▶ **DIRECTIONS**:
Your copy should match the records exactly, apart from the pictures, which stay out.

▶ **DATA EXTRACTS**:

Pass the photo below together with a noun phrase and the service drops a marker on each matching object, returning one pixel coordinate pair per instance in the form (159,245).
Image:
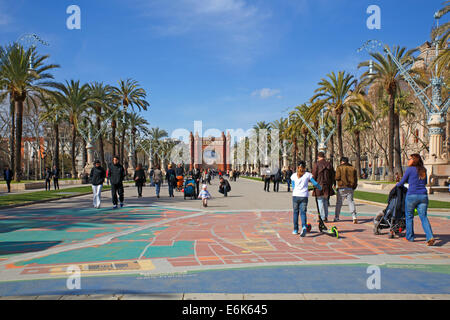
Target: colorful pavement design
(155,240)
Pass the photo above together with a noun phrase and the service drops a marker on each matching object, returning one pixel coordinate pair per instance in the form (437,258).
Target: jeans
(117,189)
(346,193)
(158,187)
(276,186)
(419,201)
(323,207)
(267,185)
(97,191)
(302,204)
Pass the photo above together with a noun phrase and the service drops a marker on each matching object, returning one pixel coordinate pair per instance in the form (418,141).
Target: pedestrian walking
(55,174)
(204,195)
(171,180)
(347,181)
(116,174)
(48,178)
(324,174)
(416,197)
(97,176)
(8,175)
(224,186)
(300,193)
(157,179)
(266,175)
(288,175)
(140,179)
(276,180)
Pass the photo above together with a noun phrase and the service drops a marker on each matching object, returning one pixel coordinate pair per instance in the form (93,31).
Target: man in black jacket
(116,175)
(224,186)
(97,176)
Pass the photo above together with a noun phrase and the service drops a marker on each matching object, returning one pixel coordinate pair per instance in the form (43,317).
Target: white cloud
(266,93)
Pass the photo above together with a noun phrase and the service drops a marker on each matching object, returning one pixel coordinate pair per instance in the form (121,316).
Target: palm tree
(103,93)
(443,32)
(137,124)
(131,94)
(53,115)
(265,127)
(387,76)
(336,92)
(21,72)
(74,99)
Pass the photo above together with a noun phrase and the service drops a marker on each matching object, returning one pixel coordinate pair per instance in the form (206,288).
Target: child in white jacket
(204,195)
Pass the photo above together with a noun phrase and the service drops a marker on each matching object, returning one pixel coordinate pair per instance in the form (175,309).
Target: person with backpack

▶ **ANSWER SPACE**:
Pass the photo below together with a noun phrase and the service drops a marker on each matching object, returning one pixel coordinate pair per instance in the form (159,245).
Image:
Target: colorful pavement design
(155,240)
Pass the photo above together with a noun phrase and the service drops a marker on each matching object, returning one pixel coordinate pair per instance in the form (437,258).
Target: jeans
(117,189)
(346,193)
(158,187)
(276,186)
(419,201)
(323,207)
(267,185)
(97,191)
(302,204)
Pass the photo above together with a noun phrase and the service drops a marker on each matching object, returning one pixel coordinate pair per instance in the form (418,141).
Target: pedestrian walking
(55,174)
(204,195)
(171,180)
(347,181)
(116,174)
(48,178)
(324,174)
(416,197)
(97,176)
(8,175)
(224,186)
(300,193)
(157,179)
(266,175)
(288,175)
(140,179)
(276,180)
Pass the photo above together with a noun phrase and the service drops a marker on each matching object, returning one pixel coordinate pair per instance in the form (93,31).
Target: man in black jacket
(116,175)
(224,186)
(97,176)
Pass the photo above together with a noun phrase and the service drops a marker on each matching object, returning one pixel coordinate pair per instance in the form (43,317).
Target: white cloud
(266,93)
Pass the photo above together with a noun phrase and the service drops a marker on each matching object, returning one pixel coordinate pair per instance in the form (121,316).
Target: palm tree
(103,93)
(443,32)
(137,124)
(131,94)
(53,115)
(265,127)
(387,76)
(336,92)
(21,72)
(74,99)
Pass the photo above together with a noun phrase and the service drops a marker on each matching object, returning one pixel coordinate pair per instance in the form (206,288).
Target: child in white jacket
(204,195)
Pass the photo above together with a noun phrase and the service drops a marker on each matching object, returning one pixel coordinate pair per instance in the form (175,309).
Target: person with backpack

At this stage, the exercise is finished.